◆ Provided data:

________________________________________

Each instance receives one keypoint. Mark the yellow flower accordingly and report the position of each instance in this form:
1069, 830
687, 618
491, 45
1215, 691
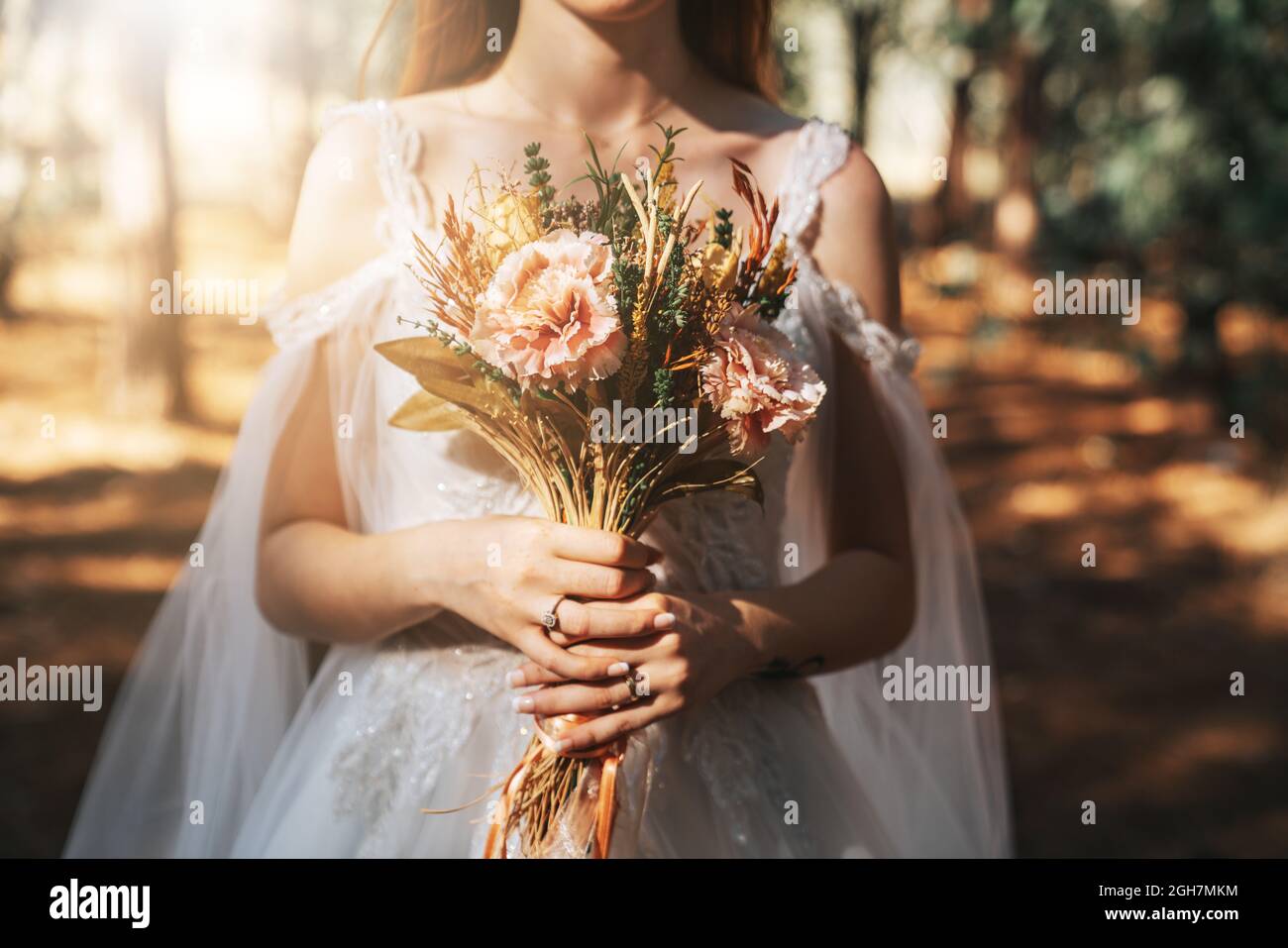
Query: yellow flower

________________________________________

◆ Aim:
Repeat each entry above word for word, leaving every picture out.

◆ Task answer:
Each instance receives one keypoint. Mark the yellow flower accordingly and report the position of each instance in this form:
1069, 830
687, 618
491, 45
1215, 691
Query: yellow flower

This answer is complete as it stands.